* Begin *
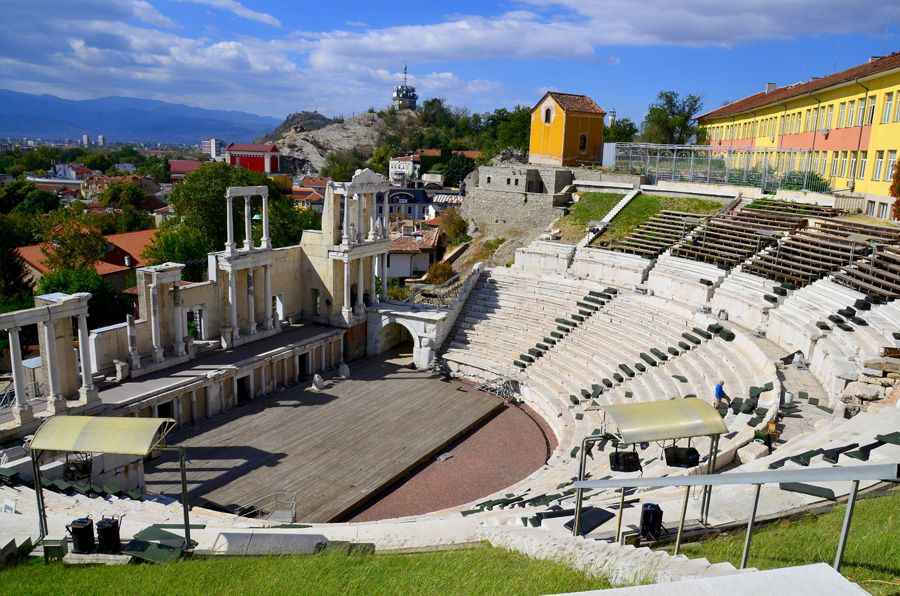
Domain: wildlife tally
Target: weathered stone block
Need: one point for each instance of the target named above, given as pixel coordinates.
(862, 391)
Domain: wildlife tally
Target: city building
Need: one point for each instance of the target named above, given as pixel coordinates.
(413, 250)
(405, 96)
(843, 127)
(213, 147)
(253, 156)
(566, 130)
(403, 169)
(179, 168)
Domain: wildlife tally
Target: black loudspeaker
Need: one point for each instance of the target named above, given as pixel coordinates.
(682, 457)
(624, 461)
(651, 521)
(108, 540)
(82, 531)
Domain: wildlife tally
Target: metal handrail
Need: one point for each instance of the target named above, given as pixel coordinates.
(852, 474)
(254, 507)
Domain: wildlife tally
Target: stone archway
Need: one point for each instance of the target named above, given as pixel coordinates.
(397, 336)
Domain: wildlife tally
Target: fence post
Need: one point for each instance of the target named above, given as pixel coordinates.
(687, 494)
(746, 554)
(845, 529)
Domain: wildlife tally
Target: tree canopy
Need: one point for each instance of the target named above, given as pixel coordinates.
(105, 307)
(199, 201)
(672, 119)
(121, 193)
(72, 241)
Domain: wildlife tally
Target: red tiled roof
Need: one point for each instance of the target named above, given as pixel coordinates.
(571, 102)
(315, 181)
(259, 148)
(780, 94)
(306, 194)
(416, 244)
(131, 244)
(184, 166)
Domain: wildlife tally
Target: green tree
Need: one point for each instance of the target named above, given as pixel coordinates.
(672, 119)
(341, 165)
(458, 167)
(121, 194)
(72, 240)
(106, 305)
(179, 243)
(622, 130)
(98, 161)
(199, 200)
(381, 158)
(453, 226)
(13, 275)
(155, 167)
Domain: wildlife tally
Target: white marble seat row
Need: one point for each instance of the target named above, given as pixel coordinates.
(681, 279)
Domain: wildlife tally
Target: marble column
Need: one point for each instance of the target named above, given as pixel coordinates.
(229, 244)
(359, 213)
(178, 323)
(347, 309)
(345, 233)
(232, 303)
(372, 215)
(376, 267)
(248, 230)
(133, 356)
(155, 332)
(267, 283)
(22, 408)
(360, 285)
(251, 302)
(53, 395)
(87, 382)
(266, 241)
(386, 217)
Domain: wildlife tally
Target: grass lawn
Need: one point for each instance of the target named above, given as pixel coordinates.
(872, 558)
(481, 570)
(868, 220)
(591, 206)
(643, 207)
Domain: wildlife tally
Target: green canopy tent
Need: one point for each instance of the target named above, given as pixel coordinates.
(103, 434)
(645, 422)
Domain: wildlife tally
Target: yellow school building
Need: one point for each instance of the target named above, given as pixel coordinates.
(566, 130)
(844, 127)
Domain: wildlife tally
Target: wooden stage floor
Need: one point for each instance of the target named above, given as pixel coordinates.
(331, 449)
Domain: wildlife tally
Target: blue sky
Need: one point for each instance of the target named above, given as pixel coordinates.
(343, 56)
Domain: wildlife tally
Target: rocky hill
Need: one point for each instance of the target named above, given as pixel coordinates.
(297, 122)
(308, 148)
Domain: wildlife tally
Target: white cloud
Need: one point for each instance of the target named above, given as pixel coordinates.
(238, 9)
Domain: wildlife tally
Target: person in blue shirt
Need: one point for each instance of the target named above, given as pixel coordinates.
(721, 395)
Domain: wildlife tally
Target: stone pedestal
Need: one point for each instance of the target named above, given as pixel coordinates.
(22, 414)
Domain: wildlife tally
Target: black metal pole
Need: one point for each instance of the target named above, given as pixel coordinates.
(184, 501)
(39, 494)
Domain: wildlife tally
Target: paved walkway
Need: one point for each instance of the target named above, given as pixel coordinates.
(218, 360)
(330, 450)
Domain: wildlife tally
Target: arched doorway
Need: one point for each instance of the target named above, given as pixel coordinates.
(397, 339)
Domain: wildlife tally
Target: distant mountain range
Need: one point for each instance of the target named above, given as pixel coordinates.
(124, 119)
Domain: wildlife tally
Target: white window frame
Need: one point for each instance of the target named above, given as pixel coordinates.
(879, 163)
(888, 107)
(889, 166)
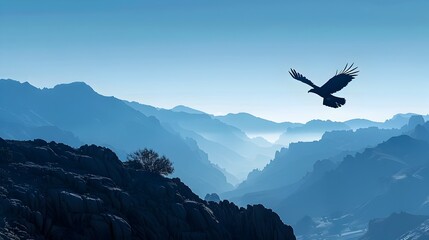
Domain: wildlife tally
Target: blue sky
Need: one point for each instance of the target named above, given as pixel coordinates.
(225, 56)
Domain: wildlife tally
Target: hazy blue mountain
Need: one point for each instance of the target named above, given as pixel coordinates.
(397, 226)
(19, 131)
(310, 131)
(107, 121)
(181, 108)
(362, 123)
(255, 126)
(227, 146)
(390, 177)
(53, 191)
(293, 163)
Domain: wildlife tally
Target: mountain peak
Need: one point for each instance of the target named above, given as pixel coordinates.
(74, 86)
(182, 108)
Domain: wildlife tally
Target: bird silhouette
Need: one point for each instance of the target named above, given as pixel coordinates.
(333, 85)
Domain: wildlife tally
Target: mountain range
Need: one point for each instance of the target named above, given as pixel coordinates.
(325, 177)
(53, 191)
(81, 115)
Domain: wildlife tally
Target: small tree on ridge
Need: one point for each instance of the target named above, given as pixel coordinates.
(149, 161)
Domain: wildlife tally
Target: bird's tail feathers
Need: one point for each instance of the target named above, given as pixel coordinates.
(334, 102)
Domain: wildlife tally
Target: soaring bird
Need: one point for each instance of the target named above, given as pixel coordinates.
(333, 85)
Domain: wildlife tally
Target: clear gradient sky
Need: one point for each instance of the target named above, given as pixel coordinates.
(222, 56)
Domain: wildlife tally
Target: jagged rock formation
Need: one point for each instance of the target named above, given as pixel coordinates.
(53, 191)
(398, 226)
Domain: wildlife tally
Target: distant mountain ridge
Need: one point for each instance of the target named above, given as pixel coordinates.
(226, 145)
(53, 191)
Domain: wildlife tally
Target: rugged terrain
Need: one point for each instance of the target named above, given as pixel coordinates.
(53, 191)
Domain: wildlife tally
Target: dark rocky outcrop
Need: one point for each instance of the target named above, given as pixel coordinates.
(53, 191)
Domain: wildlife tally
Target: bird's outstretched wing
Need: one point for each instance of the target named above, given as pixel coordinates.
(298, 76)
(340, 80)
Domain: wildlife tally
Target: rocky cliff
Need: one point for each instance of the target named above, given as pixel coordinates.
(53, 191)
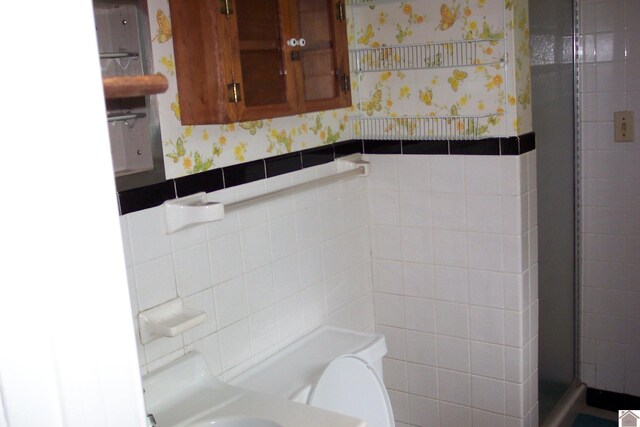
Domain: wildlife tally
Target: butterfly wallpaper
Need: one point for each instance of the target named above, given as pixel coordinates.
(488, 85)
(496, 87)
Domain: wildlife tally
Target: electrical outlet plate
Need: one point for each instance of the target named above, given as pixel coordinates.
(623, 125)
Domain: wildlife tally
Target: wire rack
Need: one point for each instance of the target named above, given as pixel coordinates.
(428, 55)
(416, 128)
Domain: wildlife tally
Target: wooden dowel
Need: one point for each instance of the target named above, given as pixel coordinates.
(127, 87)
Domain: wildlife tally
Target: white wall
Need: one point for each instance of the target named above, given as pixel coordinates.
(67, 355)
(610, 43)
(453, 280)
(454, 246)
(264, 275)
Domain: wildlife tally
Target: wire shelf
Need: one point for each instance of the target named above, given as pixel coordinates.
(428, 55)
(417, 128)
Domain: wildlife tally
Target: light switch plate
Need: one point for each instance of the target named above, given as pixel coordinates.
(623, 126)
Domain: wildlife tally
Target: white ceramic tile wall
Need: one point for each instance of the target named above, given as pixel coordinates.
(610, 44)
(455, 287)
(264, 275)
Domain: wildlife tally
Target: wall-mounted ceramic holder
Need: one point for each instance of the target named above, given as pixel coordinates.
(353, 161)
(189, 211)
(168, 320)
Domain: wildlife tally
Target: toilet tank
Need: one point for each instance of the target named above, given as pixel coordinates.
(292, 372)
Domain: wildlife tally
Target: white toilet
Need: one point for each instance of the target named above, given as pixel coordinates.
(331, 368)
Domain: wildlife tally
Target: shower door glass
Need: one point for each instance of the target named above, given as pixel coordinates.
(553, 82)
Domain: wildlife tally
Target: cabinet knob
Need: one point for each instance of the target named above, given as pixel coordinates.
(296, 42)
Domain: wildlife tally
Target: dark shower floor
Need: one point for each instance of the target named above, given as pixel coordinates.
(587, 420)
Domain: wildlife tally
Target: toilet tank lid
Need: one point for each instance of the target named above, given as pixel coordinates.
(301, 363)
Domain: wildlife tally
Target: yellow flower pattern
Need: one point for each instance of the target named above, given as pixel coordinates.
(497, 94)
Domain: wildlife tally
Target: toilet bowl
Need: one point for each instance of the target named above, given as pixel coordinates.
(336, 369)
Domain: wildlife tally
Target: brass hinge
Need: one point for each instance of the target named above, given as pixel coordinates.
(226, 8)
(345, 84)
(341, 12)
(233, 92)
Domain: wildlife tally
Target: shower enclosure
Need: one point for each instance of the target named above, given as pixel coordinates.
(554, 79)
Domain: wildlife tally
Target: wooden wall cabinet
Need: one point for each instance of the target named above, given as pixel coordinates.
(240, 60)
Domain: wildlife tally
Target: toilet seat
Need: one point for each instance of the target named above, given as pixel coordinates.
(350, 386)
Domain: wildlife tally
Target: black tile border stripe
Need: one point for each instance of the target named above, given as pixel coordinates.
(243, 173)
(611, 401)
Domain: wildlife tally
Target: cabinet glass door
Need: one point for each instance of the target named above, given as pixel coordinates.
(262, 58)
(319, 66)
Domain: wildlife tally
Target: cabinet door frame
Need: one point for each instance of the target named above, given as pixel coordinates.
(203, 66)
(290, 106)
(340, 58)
* End *
> [SET PROBLEM]:
Show every line of the records above that contains the word "rocky", copying each such line in full.

> [TASK RESPONSE]:
Target: rocky hill
Target: dark rocky outcrop
Target: rocky cliff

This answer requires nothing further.